WHAT IS NEEDED: Give back every line of the records below verbatim, but leave out the pictures.

THE DATA:

------------------------------------------------------------

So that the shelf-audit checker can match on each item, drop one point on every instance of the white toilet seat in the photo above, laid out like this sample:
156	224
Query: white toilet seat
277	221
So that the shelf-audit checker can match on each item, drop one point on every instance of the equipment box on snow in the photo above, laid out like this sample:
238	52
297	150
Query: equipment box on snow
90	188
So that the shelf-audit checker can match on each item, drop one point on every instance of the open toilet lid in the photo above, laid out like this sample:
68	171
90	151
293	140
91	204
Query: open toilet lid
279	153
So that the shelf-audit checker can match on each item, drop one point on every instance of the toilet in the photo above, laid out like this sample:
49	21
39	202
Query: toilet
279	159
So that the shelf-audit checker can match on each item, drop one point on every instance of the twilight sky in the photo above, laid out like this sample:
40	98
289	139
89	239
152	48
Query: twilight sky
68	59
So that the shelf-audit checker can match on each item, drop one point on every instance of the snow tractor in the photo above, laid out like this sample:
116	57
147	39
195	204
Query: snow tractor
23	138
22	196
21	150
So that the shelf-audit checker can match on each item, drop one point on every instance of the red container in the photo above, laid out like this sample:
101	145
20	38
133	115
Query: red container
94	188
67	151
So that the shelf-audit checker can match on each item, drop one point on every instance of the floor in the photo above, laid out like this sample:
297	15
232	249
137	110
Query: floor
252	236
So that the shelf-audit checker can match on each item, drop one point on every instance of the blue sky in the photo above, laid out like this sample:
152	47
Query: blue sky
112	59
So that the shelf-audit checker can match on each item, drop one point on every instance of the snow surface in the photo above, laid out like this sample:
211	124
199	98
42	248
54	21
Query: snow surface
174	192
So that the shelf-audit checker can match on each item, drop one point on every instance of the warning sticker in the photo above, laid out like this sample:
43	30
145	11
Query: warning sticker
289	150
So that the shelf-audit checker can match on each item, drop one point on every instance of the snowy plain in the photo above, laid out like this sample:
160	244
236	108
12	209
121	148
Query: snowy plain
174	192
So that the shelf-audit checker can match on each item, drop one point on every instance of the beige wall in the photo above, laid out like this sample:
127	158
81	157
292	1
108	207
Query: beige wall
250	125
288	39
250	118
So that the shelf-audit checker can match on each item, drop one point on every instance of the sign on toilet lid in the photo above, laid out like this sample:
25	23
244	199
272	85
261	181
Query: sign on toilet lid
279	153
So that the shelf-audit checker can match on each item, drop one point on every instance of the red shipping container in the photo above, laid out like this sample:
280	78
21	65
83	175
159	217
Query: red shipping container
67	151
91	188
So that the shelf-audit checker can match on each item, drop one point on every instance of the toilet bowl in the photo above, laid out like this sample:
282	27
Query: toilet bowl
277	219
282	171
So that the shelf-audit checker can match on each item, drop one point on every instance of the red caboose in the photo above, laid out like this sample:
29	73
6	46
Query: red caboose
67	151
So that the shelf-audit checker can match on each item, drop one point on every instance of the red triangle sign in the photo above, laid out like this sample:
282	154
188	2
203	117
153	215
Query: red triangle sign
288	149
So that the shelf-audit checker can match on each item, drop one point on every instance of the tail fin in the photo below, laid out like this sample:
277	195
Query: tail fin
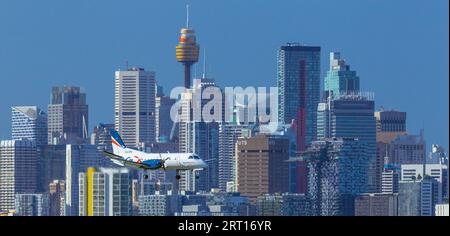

------------------------------------------------------------

RESULT FOR THIS EXERCISE:
So that the shelf-audit checker can match on each item, drop one point on every instance of the white toilet seat in the photo above, laid out like this sample:
156	224
Query: white toilet seat
277	221
So that the shelf-audit checker can match on each item, drop one point on every instance of the equipment box on snow in the photo above, laid out like this sample:
238	52
297	150
Query: equipment box on snow
90	188
So that the shelf-audit checker can match on each item, drop one point on every instance of the open toilet lid in the photo above, laid out like this sample:
68	171
90	151
293	140
91	204
Query: open toilet lid
279	153
So that the shelf-audit checker can match on each item, drop one point on every instance of the toilet in the photo above, laid out like this sample:
49	21
39	202
Query: toilet
279	159
So that the shelf-audit checker can match on each item, drop one point on every instance of the twilight sky in the photo above, laid out like this sample:
40	98
289	139
89	239
152	48
Query: twilight sky
68	59
So that the shelf-audit checker can match on each item, drop one point on every instance of the snow tractor in the photo above, laid out like this sample:
116	57
147	39
195	204
Query: snow tractor
23	138
22	196
21	150
So that the shelf-audit checker can match on each item, drop one point on every instance of the red container in the photo above, laid out like this sample:
101	145
20	38
133	115
Query: red container
94	188
67	151
So that the shelf-audit checker can match on each item, drop one point on every instance of the floor in the photo above, laid out like this sample:
297	15
232	249
137	110
Query: floor
252	236
So that the shelf-audit checker can match on each item, drop one point on every instance of the blue sky in the photo above, laid out like this sample:
152	47
Query: blue sky
112	59
So that the shelf-audit checker can match on each item, drop one point on every instance of the snow surface in the photo above, laid out like this sample:
211	124
199	98
42	248
54	21
Query: snow surface
174	192
So that the shelf-audit checker can match on each item, drop one point on every instance of the warning sticker in the photo above, laid out like this sample:
43	30
145	11
Query: warning sticker
289	150
So that the shelf-audit checker can match on each item, drop one point on every instance of the snowy plain in the photo above, laid out like this sample:
160	244
236	108
12	209
121	148
Query: snowy plain
174	192
So that the shelf-audit checker can match on each item, drop one point on every instance of the beige wall in the photo above, laid out like this sample:
127	158
81	157
292	1
108	207
Query: beige wall
250	125
288	39
250	118
So that the shelf-audit checker can match on each item, drop one point on every instance of the sign on toilet lid in the photo above, laid out like this sample:
25	23
244	199
272	85
261	181
Query: sign on toilet lid
279	153
So that the shelf-audit checker can match on each item, drop one point on every instance of the red shipping container in the photo above, laid out like this sample:
280	78
21	65
83	175
159	217
Query: red shipping container
67	151
91	188
So that the shelf-audit checker can match on each item, drop one point on every instance of the toilet bowl in the photo above, laid out like this sample:
282	27
Query: toilet bowl
277	219
282	171
So that the shelf-audit checker can match on each item, drop one point on every instance of the red caboose in the photo above, laid out like this sample:
29	73
6	46
Query: red caboose
67	151
So that the shelf-audit checker can match on each item, drop one point on every instance of the red triangle sign in the photo above, laid out like this sample:
282	154
188	2
203	117
153	215
Query: red triangle sign
288	149
So that the shelf-audit checker can match on each item, drop one point on every instance of the tail fin in the photo below, laid out like this sample:
277	195
Query: tail fin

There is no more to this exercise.